◆ **TEXT**:
● ● ● ●
Because of the funding levels and the riders, most Democrats opposed the bill; it passed 231-196. The White House threatened to veto the bill earlier this week, and environmental groups encouraged members to vote against it.
 
The bill will “impact the [EPA's] ability to protect human health and the health of our environment and to ensure clean air and clean water for our  families and future generations,” said Rep. Betty McCollum (D-Minn.). 
 
Democrats also hit the bill for reducing clean water funding and endangered species provisions, though both sides spoke highly of funding levels for Native American programming and the National Parks components of the bill.
 
The House hasn’t approved an Interior and EPA spending bill in years. Republicans brought it up last summer and were anticipating passage, but leadership pulled it before the vote to avoid a floor fight over the display of the Confederate flag at national cemeteries. 
 
This year, the bill came up under a rule limiting amendments to it. The House voted down on Thursday Democratic amendments to undo some of the policy riders, but it also defeated Republican measures to further cut the EPA’s budget and undo other environmental rules.
● ● ● ●
◆ **EXERCISE**:
From the text on the Interior and EPA spending bill, list every person or group it describes as opposing or criticizing the bill.

Excerpts from a pointing dataset:
● ● ● ●
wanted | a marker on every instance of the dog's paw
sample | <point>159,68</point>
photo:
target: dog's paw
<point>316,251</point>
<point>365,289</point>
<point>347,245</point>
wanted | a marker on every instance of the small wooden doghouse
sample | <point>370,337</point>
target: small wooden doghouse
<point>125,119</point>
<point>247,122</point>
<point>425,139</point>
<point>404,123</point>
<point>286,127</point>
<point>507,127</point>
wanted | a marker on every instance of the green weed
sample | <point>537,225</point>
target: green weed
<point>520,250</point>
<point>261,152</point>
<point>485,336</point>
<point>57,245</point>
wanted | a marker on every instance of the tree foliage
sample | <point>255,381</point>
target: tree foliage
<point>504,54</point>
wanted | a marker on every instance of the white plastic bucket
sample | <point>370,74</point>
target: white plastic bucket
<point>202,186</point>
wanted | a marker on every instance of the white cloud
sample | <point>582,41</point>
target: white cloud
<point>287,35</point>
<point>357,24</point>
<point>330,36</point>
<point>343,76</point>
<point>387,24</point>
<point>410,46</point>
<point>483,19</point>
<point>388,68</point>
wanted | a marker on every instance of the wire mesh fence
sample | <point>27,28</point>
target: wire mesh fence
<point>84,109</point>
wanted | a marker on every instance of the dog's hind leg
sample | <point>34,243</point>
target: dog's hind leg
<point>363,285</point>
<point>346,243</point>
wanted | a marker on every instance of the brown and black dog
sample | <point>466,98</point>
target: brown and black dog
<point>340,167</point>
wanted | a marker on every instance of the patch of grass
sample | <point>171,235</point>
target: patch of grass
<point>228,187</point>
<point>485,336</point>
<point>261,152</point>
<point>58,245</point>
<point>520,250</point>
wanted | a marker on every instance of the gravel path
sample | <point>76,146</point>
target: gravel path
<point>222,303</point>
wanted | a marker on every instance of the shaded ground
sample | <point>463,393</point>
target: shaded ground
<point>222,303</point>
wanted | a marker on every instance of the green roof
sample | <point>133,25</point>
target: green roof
● ● ● ●
◆ **FULL OUTPUT**:
- Most Democrats
- The White House
- Environmental groups
- Rep. Betty McCollum (D-Minn.)